-- Begin SOURCE PASSAGE --

Spoils system

Spoils system

In the politics of the United States, a spoils system is an informal practice where a political party, after winning an election, gives government jobs to its voters as a reward for working toward victory, and as an incentive to keep working for the party—as opposed to a system of awarding offices on the basis of some measure of merit independent of political activity.

The term was derived from the phrase "'to the victor go the spoils"."

Similar spoils systems are common in other nations that are struggling to transcend systemic clientage based on tribal organization or other kinship groups and localism in general.

Beginnings

After Andrew Jackson became President in 1828, he systematically rewarded his supporters by starting the Second Party System. He considered that popular election gave the victorious party a "mandate" to select officials from its own ranks. This is the credo of republicanism.

Peak and Reform

Presidents after Jackson continued the use of the spoils system. Abraham Lincoln used the system effectively to support both his Republican party and the Union war effort. But by the late 1860s, reformers began demanding a civil service system. Running as Liberal Republicans in 1872, they were harshly defeated by patronage-hungry Ulysses S. Grant.

The end of the spoils system at the federal level came with the passage of the Pendleton Act in 1883, which created a bipartisan Civil Service Commission to evaluate job candidates on a nonpartisan merit basis. While few jobs were covered under the law initially, the law allowed the President to transfer jobs (and their current holders) into the system, thus giving the holder a permanent job. The Pendleton Act's reach was expanded as the two main political parties alternated control of the White House in every election between 1884 and 1896. After each election the outgoing President applied the Pendleton Act to jobs held by his political supporters. By 1900, most federal jobs were handled through civil service and the spoils system was limited only to very senior positions.

-- End SOURCE PASSAGE --
-- Begin EXTRACTED DATA --

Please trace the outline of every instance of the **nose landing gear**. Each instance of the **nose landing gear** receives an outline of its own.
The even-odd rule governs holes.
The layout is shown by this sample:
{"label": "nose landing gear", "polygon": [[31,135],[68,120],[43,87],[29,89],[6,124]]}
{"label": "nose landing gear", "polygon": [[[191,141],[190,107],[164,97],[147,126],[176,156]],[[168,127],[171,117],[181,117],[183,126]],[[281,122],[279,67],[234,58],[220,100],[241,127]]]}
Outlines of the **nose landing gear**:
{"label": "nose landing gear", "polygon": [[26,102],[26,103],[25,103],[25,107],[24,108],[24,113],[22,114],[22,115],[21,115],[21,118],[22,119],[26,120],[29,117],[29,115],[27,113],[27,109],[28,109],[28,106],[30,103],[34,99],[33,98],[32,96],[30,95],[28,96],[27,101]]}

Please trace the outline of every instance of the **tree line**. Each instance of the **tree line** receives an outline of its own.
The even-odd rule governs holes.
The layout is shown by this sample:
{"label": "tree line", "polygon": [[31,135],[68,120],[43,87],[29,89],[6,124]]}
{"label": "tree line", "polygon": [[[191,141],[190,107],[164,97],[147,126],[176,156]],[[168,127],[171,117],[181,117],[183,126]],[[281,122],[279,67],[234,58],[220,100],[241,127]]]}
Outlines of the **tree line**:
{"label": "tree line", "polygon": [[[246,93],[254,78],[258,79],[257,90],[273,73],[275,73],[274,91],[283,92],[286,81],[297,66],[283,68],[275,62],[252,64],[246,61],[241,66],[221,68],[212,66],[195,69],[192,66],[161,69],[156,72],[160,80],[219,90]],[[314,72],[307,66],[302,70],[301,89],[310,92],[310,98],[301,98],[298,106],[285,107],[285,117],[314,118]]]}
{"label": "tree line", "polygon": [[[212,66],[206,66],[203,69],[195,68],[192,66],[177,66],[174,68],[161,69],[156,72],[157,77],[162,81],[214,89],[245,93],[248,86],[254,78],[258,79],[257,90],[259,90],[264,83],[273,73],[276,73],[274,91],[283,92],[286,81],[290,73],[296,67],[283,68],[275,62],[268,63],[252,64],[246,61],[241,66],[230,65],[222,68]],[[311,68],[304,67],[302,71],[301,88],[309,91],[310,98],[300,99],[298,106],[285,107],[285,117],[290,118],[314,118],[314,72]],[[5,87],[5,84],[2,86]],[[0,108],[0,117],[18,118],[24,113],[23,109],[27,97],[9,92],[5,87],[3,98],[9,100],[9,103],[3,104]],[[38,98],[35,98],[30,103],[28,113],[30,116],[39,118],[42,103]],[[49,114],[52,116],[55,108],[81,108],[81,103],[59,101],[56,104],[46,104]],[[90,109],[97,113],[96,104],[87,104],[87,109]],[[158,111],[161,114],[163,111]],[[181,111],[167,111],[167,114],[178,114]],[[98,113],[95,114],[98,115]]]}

-- End EXTRACTED DATA --

TASK SET:
a – In the spoils system passage, why did Andrew Jackson think he could fill government posts with his own supporters?
b – List every four-digit year that appears in the spoils system passage.

TASK-BY-TASK ANSWERS:
a – Jackson believed that winning a popular election gave the victorious party a "mandate" to choose officials from its own ranks.

b – 1828, 1872, 1883, 1884, 1896, 1900